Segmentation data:

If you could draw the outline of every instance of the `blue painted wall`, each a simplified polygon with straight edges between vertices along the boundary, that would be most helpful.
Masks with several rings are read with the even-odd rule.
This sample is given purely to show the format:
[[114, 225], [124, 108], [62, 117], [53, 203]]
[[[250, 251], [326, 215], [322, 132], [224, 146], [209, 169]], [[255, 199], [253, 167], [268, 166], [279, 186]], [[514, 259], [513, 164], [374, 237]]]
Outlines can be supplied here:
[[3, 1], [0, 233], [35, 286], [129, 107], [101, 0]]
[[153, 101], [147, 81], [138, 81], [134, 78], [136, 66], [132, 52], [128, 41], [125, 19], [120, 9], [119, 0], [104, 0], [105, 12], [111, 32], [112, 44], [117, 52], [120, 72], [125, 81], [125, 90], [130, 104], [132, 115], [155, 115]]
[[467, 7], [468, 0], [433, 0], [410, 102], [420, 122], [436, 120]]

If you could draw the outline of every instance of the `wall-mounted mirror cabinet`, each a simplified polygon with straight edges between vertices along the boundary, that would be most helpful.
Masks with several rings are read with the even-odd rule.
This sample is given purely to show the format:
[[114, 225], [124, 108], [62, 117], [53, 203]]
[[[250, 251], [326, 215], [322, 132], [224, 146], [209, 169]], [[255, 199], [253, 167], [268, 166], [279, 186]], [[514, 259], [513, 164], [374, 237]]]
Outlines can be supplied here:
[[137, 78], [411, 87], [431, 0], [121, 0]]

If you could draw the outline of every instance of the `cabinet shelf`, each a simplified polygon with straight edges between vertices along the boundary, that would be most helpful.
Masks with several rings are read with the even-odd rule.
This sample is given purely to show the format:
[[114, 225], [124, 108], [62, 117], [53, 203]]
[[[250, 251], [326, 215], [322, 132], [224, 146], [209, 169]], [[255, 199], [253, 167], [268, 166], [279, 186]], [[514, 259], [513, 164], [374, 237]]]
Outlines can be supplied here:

WHAT TO PRODUCE => Write out the lines of the segmentation data from its beginning through the line containing "122], [436, 120]]", inclusive, reproducing them precisely.

WRITTEN SOLUTION =>
If you could draw the outline of every instance of the `blue painted wall`, each a simplified polygon with straight edges between vertices along the boundary, that would be most helpful.
Masks with several rings are read with the even-odd rule.
This sample is given purely to show the format:
[[114, 225], [124, 108], [62, 117], [53, 203]]
[[[250, 251], [326, 215], [322, 132], [224, 146], [209, 169]], [[255, 199], [253, 167], [268, 166], [279, 186]], [[514, 259], [513, 164], [374, 237]]]
Outlines can be supplied here:
[[3, 1], [0, 233], [35, 286], [129, 107], [101, 0]]
[[153, 101], [147, 81], [138, 81], [134, 78], [136, 66], [132, 52], [128, 41], [125, 19], [120, 9], [119, 0], [104, 0], [105, 12], [111, 32], [112, 44], [117, 52], [120, 72], [125, 81], [125, 90], [130, 104], [132, 115], [155, 115]]
[[467, 7], [468, 0], [433, 0], [410, 102], [420, 122], [436, 120]]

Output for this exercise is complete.